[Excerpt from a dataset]
--

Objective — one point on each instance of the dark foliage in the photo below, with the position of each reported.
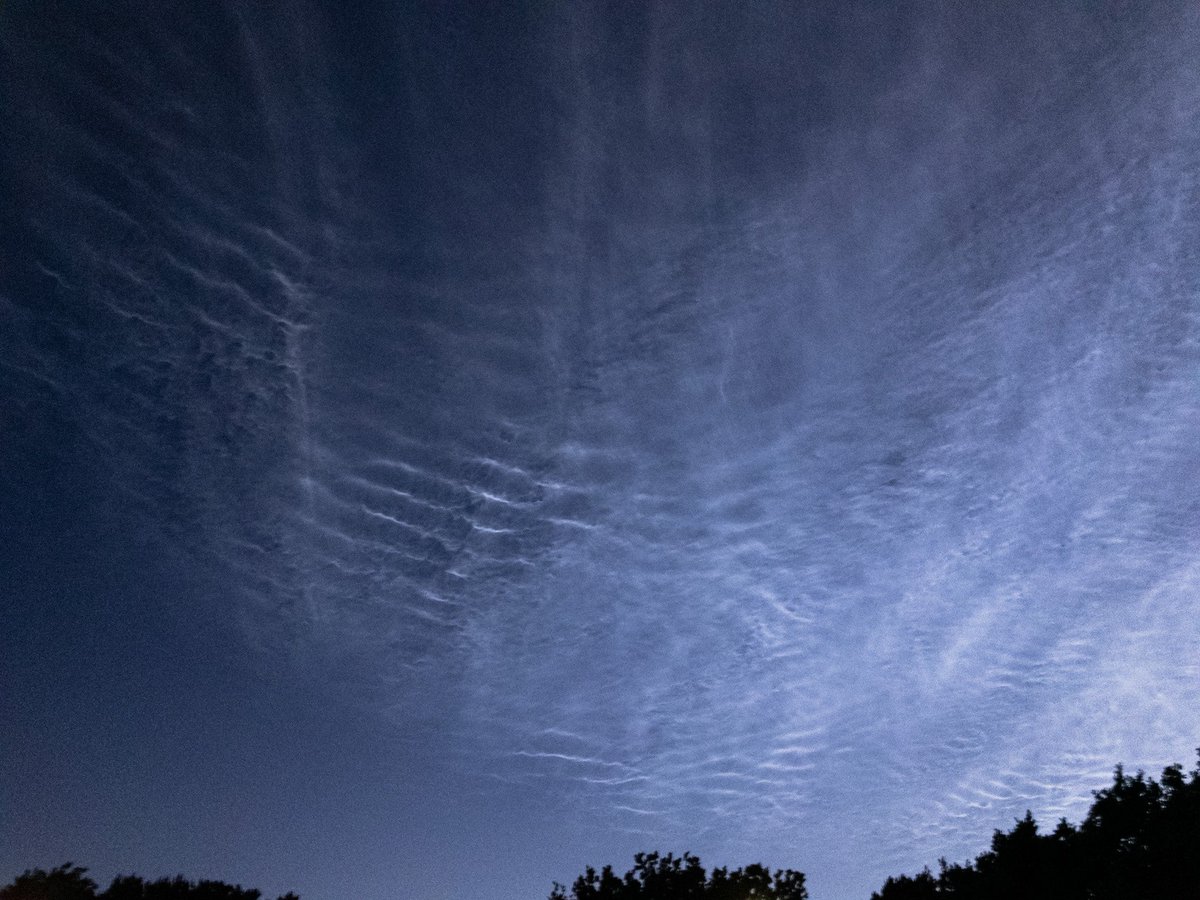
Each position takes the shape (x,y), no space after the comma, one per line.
(670,877)
(1140,840)
(71,882)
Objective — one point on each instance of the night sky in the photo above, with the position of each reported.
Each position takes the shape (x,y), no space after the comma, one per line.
(447,445)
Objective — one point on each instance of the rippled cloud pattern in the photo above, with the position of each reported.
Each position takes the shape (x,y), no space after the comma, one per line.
(689,413)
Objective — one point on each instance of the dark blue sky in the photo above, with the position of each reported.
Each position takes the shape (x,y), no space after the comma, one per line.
(445,447)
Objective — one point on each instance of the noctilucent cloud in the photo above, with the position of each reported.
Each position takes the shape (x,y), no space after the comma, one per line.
(447,445)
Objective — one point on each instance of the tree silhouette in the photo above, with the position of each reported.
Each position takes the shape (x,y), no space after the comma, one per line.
(70,882)
(1140,840)
(671,877)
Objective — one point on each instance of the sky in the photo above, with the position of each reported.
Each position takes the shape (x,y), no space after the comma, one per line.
(443,447)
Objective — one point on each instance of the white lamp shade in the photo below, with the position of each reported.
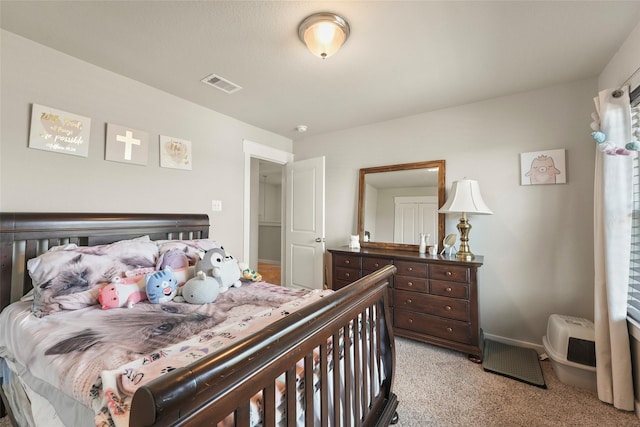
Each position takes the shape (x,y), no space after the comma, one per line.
(465,197)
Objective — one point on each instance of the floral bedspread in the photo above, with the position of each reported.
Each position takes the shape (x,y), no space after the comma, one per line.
(100,357)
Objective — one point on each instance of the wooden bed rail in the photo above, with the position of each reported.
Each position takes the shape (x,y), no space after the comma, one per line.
(224,382)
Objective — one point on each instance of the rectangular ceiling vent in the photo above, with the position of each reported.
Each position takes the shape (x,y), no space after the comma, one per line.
(221,83)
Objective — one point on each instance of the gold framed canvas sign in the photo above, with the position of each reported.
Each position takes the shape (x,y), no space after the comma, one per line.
(59,131)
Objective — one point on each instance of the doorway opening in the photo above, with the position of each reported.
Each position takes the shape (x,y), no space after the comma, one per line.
(270,205)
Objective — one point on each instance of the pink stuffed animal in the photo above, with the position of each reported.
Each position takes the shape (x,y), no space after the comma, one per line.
(123,292)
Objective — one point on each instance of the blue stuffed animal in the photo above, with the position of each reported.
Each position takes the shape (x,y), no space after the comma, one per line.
(161,286)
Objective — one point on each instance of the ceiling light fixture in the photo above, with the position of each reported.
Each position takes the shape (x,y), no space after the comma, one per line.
(323,33)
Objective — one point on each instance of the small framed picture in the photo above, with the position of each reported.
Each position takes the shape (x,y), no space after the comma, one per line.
(543,167)
(175,153)
(59,131)
(126,145)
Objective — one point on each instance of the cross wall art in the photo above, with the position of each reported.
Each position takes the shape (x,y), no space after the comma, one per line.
(126,145)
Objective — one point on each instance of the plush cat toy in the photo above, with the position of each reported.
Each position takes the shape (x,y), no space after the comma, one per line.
(161,286)
(122,292)
(224,268)
(200,289)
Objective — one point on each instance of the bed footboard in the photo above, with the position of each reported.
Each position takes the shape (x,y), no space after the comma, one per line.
(343,345)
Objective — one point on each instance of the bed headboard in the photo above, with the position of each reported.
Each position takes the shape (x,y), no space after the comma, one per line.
(24,235)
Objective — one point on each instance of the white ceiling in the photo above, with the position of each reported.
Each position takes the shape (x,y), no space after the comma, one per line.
(402,58)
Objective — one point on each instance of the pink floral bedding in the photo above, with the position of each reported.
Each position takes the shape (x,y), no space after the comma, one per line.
(100,357)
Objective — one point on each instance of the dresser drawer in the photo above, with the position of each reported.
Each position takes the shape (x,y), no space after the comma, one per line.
(372,264)
(451,273)
(449,289)
(452,330)
(438,306)
(346,274)
(415,269)
(409,283)
(350,261)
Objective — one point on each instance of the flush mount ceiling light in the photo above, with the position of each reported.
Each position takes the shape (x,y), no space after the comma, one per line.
(323,33)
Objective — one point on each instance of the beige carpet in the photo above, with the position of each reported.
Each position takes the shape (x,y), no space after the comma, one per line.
(439,387)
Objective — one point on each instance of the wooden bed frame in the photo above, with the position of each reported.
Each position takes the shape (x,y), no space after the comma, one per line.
(223,383)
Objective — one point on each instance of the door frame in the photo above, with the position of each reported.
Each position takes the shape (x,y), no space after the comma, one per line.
(263,152)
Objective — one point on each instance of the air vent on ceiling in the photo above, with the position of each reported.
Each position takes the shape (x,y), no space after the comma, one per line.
(221,83)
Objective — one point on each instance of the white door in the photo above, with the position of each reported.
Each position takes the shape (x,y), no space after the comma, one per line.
(304,223)
(415,215)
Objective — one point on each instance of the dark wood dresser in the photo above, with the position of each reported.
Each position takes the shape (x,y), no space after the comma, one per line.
(433,298)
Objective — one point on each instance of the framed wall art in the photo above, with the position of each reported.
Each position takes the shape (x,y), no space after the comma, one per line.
(543,167)
(59,131)
(126,145)
(175,153)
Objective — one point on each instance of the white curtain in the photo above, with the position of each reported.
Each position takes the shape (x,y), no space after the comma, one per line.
(612,241)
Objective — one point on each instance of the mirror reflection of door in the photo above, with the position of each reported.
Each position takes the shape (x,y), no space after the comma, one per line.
(414,216)
(270,221)
(385,221)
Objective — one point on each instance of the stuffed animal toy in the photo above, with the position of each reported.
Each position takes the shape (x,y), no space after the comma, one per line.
(248,274)
(224,268)
(122,292)
(178,260)
(200,289)
(161,286)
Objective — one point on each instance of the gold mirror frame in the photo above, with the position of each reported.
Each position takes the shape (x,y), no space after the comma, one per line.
(440,164)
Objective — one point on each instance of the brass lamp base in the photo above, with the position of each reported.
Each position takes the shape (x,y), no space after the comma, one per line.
(464,253)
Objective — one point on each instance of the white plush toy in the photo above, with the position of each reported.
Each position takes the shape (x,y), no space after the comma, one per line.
(200,289)
(221,266)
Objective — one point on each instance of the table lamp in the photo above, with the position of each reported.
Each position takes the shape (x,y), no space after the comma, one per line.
(465,198)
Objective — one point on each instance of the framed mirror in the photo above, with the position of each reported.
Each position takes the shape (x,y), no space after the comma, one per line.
(396,203)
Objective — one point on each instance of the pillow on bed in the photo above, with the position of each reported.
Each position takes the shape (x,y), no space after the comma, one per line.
(68,278)
(191,248)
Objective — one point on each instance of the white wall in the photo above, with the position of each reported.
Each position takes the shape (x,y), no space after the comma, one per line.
(538,245)
(35,180)
(623,64)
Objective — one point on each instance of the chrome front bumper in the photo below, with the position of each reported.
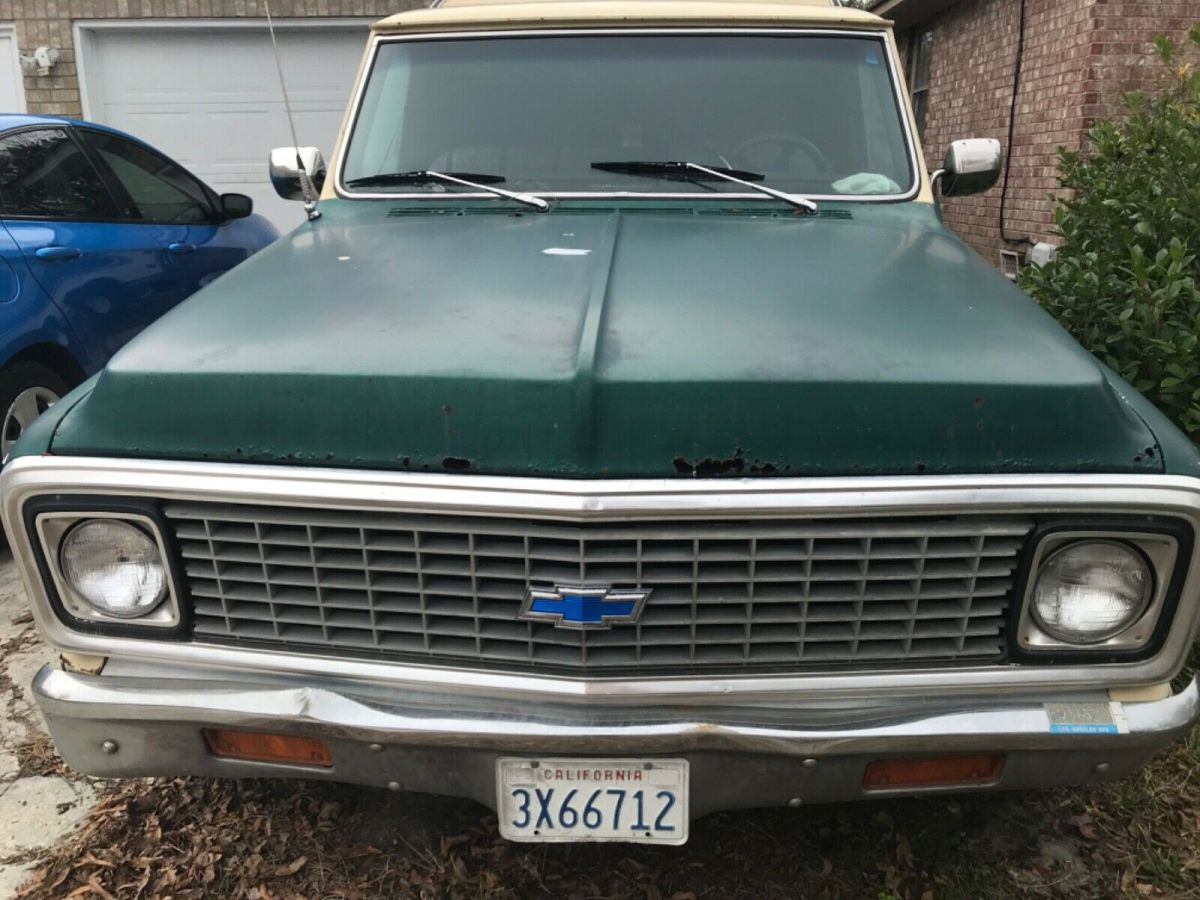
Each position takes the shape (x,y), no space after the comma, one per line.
(741,756)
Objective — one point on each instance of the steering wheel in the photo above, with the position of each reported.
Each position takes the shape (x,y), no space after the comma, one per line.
(784,147)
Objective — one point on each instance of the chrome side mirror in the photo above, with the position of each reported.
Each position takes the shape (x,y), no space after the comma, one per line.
(970,167)
(286,162)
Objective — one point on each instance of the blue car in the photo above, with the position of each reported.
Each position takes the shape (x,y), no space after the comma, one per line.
(100,235)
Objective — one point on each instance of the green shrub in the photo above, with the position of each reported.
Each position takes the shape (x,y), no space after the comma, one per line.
(1126,279)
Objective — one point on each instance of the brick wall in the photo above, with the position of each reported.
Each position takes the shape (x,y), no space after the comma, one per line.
(1080,57)
(48,23)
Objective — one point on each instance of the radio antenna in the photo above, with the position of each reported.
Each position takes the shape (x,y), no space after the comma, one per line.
(306,186)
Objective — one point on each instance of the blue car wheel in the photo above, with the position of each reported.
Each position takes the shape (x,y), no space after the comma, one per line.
(27,390)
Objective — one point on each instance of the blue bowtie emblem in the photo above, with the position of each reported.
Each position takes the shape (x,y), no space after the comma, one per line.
(580,607)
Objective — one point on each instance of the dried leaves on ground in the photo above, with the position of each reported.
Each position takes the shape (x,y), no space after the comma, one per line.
(276,840)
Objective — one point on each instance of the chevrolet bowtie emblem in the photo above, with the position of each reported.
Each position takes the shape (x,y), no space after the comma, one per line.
(581,607)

--

→ **Requirement**:
Retype verbatim only the lines beginning with the line that contains "Objective — one point on each instance of the chrome front" and ending with the last line of the listing above; pictures are to be excluded.

→ **Exercise result**:
Objective — one point on each instance of the chrome front bumper in the photo below, with the position of each reported.
Each position takes the shape (x,y), no space after the comma, one per line.
(741,756)
Objective — one point on each instance of the steering wheel in the photo above, with the position of each reported.
Each position takes the shape (x,y), no space after the comma, one per line.
(784,147)
Objective — one point on each instance of the chrome side mirror in the photo above, with the position of each reported.
Each position takes the shape (x,y), no space after the comma, one per line.
(970,167)
(286,162)
Objective — one point on each instance of the blue car in the photo above, with the position of each reported.
Each position takes the shape (x,y), no space after the comma, one per line.
(100,235)
Objective — one point on each instance of the green shrub in the photo above, with the position of each reported.
Each position takes the shape (x,y), no space after the comma, one per line.
(1126,279)
Objective — one point on each instance of the brick wall in the photo above, with the position of each reported.
Each position takes the shape (x,y), no space after the comma, one per line.
(1080,57)
(48,23)
Objective — one point on each instance of the radio antenna in the photo above, with the position of each reported.
Each position takes the shape (x,y), no space after the comma, one per line.
(306,186)
Objective — one point on each instance of the blue car wheel in the photo above, with the position of each reported.
Each position takes the shape (x,y), no space after the comma, one per line.
(27,390)
Objective — one point on each instance of the blue bowtie emblem in the photo above, with the position of each reported.
Each position takes the shape (x,y), no space after the comma, one per line.
(580,607)
Objective — one point on each instance of the dried leaves on ground in the photo above, with the position of each reported.
Each position takes the shape (x,y), no space after the comma, one per line.
(276,840)
Objective — one point on each instance of the chevrolet bowtie emblem in the photo above, with the position of each reported.
Each position takes the shape (x,y), no space after the comma, one per line.
(581,607)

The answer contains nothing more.